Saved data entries
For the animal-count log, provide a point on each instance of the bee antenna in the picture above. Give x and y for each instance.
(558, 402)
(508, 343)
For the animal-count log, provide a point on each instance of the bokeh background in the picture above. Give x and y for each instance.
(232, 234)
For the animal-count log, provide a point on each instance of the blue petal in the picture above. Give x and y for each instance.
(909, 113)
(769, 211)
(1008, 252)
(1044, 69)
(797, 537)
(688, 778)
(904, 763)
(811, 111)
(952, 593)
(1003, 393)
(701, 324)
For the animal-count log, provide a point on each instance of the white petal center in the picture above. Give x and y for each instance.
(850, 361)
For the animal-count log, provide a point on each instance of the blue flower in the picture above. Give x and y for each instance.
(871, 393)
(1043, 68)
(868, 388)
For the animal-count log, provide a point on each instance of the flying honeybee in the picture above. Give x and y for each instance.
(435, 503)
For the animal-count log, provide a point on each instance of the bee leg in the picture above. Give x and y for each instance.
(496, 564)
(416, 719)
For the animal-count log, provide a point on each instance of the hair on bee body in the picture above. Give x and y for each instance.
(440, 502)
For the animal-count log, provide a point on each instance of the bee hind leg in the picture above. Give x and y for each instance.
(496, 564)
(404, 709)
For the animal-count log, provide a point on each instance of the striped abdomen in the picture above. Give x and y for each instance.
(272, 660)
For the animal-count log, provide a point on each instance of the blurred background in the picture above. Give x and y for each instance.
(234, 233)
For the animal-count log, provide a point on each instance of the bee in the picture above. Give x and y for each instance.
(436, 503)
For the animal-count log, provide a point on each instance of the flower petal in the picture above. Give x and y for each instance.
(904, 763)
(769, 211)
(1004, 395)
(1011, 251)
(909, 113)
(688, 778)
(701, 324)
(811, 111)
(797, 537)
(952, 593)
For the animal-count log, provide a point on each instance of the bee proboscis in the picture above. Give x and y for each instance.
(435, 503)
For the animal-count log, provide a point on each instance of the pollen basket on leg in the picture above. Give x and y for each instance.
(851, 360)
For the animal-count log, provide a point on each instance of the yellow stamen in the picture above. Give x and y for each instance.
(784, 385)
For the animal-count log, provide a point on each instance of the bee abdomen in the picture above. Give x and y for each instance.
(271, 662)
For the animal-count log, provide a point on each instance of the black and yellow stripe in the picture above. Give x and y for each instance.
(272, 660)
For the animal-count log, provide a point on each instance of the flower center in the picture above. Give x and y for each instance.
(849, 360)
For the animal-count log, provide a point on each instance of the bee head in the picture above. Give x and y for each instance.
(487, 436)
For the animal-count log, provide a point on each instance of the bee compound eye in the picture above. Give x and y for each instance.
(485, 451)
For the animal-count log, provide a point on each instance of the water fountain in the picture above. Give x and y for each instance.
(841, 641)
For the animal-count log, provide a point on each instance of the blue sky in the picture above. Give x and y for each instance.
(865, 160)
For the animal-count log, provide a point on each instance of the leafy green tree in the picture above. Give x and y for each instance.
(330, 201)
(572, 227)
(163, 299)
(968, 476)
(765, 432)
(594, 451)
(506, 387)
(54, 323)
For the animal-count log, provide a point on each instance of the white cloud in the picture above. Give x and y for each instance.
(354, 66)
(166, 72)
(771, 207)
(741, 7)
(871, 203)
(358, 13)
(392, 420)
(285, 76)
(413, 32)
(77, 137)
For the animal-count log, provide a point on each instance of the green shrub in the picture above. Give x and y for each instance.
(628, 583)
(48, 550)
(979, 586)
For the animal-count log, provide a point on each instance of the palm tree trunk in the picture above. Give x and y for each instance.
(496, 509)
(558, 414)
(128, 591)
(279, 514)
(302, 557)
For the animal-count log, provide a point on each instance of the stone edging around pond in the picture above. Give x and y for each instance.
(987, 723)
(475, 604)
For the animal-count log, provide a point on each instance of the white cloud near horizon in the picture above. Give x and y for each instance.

■ Task brief
Please reproduce the data as it was given, with every line exact.

■ Expected answer
For the animal-count log, provide a point on each instance of the bee antenna in the picture above. Give x and y for each instance.
(558, 402)
(508, 343)
For the animal-count log, provide a point on each instance of the bokeh background in the picture above. Give x and y for each instance.
(232, 234)
For the animal-count log, provide a point on each instance of the blue petal in the picture above. Give x and y for each instance.
(909, 113)
(769, 211)
(1008, 252)
(1044, 69)
(797, 537)
(688, 778)
(904, 763)
(811, 111)
(952, 593)
(1003, 393)
(701, 324)
For the animal-count log, provide a point on each instance of the white petal center in the picture above. Give x and y for each instance.
(850, 361)
For the animal-count log, provide a point on each instance of the blue flower in the picture above. Give x and y for each instance.
(871, 393)
(1043, 68)
(868, 388)
For the animal-count log, provide a point on each instance of the flying honeybee in the picture above. Give x and y for each instance.
(435, 503)
For the animal-count log, provide a point on each instance of the bee leg in the picture above. Give x and y for each instance.
(496, 564)
(416, 719)
For the animal-count log, provide a point on each instance of the hair on bee body in the picture above. Give x and y for each instance.
(440, 502)
For the animal-count log, provide a point on each instance of the bee hind leg in the picture above. Give x and y for each instance.
(496, 564)
(404, 709)
For the animal-count log, provide a point on each instance of the striped abdomen in the picture above. Give x and y for each instance.
(272, 660)
For the animal-count log, provide a point on each instance of the blurred background in the picture above. Give x and y for each instance.
(234, 233)
For the animal-count log, provide a point on each instance of the bee in the picture above. Give x and y for each instance.
(436, 503)
For the animal-count log, provide a point on each instance of the flower petal in the picture above. Give x and y for each instance.
(904, 763)
(769, 211)
(1004, 395)
(1011, 251)
(909, 113)
(688, 778)
(701, 324)
(811, 111)
(797, 537)
(952, 593)
For the animal-count log, provide a point on each instance of the bee proboscis in the picture above. Give x and y for each instance.
(435, 503)
For the animal-count log, provide a point on each instance of the pollen basket on leg in the picture above. Give x and y for each instance.
(851, 360)
For the animal-count log, provide a point on each instance of the yellow stamen in the picture above. Give x and y for each instance.
(784, 385)
For the animal-count log, provide a point on each instance of the bee abdomen in the picture above. Give x and y for each instance.
(271, 662)
For the animal-count log, provide a point on each instance of the black and yellow stripe in the picture above. Give x and y for each instance.
(272, 660)
For the animal-count log, provide a point on each instance of the flower center in the picture above. Give x and y for each instance.
(849, 360)
For the animal-count log, provide a point on each instance of the bee head in the picture above. Give x and y for each instance.
(487, 436)
For the animal-count log, provide a point on each instance of the bee compound eye in the picture above. Give x and y for each instance.
(485, 451)
For the animal-count log, provide a point on each instance of the water fountain in the picture above. Give x and y for each instance.
(841, 641)
For the animal-count log, provide a point on each instance of the blue sky in the picture above. Give x and y for each instance.
(865, 160)
For the animal-count log, provide a point on each instance of the leafy green tree in the picture above. Give x and y for each instance.
(330, 201)
(572, 227)
(163, 299)
(968, 476)
(765, 432)
(594, 451)
(506, 387)
(54, 323)
For the animal-count log, provide a point on each instance of the white cloud in the picture above. Give x and y for each instance.
(354, 66)
(166, 72)
(771, 207)
(741, 7)
(871, 203)
(358, 13)
(392, 420)
(285, 76)
(413, 32)
(77, 137)
For the animal-count log, provide a point on each instance of the green shrub in the picture above. Give x and y for each instance.
(628, 583)
(48, 550)
(979, 586)
For the animal-count log, provide a point on each instance of the palm tree trunk in the picture above. Give x and y for each instance.
(496, 509)
(558, 414)
(128, 591)
(279, 514)
(302, 557)
For the animal-count log, provide a point on each instance of the stone edging around pond in the picture above. Give x and y for each instance.
(987, 723)
(475, 604)
For the animal-count log, provide a point on each instance of the white cloud near horizon in the picture above. Give x and y for each instance.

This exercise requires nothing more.